Exercise directions
Select every line in the rows below that contains the word "letter", and copy each one.

# START OF Entries supplied

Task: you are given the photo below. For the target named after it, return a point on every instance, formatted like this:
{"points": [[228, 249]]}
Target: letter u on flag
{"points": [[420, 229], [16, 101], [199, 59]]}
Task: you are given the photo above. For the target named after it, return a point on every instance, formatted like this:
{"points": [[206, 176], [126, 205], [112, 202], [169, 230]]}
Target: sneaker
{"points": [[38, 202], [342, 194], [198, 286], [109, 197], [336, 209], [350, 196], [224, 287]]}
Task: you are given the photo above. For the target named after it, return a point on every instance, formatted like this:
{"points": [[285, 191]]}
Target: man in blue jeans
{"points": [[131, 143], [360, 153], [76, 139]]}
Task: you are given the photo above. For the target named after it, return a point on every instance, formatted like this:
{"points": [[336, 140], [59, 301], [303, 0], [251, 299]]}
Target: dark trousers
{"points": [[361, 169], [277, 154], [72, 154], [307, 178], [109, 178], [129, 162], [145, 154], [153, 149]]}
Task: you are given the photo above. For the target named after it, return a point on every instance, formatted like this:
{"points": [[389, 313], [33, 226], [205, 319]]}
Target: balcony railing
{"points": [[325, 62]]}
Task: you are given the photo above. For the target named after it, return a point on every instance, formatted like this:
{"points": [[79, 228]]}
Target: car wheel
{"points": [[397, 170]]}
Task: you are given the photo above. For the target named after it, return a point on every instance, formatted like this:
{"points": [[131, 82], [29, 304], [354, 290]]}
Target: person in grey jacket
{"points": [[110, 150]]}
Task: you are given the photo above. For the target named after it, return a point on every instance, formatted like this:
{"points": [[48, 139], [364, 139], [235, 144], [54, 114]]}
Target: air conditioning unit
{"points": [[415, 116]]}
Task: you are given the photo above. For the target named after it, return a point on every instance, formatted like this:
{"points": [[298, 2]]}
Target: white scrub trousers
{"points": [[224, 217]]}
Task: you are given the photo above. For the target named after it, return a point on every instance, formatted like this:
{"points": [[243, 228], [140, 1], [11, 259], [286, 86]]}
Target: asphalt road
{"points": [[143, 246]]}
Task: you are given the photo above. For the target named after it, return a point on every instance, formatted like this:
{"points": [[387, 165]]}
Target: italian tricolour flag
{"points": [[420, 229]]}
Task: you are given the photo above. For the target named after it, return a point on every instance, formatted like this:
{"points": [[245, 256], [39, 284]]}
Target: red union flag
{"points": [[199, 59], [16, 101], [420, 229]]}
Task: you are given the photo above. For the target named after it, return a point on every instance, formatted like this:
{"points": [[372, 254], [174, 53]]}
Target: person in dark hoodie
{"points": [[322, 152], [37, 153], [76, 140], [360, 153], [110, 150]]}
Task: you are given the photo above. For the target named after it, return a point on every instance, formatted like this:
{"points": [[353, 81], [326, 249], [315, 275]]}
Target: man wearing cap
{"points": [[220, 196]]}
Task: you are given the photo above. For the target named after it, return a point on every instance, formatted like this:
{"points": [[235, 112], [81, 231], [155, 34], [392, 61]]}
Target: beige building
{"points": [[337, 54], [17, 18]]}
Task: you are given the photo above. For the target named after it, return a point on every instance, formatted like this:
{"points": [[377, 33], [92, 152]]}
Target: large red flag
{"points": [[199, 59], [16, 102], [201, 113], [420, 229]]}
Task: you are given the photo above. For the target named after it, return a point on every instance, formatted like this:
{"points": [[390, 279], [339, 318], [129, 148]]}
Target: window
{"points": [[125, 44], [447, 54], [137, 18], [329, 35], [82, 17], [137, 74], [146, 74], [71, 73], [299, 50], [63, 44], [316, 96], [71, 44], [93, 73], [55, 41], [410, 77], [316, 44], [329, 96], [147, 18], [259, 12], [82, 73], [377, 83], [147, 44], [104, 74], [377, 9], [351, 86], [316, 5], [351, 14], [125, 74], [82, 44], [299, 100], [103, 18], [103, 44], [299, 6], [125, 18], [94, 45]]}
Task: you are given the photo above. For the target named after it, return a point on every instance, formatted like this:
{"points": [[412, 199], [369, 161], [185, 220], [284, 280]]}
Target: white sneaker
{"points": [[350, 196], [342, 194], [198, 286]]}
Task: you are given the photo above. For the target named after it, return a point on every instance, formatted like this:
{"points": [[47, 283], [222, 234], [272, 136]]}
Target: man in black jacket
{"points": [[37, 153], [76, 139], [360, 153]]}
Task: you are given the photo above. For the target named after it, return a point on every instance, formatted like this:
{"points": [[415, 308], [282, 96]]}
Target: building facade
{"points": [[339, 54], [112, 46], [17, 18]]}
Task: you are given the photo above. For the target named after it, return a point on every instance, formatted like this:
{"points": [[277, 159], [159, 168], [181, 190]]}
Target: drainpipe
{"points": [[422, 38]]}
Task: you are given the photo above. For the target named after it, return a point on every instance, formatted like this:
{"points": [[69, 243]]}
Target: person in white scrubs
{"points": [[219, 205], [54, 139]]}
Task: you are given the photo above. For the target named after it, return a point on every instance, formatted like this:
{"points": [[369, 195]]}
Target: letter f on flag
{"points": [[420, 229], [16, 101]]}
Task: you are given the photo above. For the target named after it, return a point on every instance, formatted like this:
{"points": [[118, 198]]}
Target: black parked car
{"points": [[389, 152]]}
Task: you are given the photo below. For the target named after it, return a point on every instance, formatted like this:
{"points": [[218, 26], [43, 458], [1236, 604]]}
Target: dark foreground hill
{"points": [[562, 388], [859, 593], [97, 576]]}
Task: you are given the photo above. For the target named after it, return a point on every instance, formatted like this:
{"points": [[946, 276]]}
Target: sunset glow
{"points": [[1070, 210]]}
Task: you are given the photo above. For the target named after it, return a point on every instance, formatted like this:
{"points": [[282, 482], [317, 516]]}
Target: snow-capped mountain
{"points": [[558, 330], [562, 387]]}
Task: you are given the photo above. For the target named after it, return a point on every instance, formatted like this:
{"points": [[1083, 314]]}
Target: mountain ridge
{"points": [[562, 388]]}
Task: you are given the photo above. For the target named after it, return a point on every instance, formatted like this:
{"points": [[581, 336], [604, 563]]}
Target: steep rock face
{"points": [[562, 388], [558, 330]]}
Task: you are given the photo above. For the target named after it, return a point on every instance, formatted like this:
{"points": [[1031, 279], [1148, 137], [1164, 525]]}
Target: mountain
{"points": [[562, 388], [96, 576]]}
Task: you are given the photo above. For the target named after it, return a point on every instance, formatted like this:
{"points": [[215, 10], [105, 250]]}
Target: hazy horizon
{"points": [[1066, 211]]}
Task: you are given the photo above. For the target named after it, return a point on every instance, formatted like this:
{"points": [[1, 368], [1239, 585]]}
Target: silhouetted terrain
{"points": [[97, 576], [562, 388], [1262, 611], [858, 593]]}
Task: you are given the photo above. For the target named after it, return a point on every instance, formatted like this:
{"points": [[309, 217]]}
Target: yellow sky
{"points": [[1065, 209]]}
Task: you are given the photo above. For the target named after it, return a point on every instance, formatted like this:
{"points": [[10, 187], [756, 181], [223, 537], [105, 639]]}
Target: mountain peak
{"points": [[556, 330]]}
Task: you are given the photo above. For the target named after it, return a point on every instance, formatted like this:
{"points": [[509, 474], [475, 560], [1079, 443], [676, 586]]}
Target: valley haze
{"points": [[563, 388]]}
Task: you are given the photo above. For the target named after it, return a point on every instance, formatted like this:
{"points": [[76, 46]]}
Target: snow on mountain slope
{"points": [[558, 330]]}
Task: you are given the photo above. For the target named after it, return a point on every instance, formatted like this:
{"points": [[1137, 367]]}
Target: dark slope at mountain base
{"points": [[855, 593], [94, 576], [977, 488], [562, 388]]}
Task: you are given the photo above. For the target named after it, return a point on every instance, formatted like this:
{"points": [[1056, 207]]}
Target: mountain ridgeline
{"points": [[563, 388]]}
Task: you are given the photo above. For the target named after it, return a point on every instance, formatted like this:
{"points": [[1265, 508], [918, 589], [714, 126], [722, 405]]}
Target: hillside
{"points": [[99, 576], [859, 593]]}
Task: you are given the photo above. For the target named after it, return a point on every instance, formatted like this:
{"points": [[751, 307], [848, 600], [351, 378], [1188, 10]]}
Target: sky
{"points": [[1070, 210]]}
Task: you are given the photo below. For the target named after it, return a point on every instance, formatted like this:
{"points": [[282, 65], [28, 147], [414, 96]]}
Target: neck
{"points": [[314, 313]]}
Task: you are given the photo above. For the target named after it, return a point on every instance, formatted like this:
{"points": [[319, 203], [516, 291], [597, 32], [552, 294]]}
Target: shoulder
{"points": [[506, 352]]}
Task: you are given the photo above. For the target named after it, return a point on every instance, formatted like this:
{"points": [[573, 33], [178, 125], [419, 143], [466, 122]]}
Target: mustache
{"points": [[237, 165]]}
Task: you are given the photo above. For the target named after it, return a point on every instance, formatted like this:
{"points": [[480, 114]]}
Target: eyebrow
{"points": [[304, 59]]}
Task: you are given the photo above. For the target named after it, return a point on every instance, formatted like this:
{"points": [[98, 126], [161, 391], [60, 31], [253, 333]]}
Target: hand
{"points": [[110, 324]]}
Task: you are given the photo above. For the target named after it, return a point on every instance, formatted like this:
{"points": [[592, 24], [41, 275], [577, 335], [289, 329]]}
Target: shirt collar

# END OF Entries supplied

Result
Target: letter u on flag
Target: letter f on flag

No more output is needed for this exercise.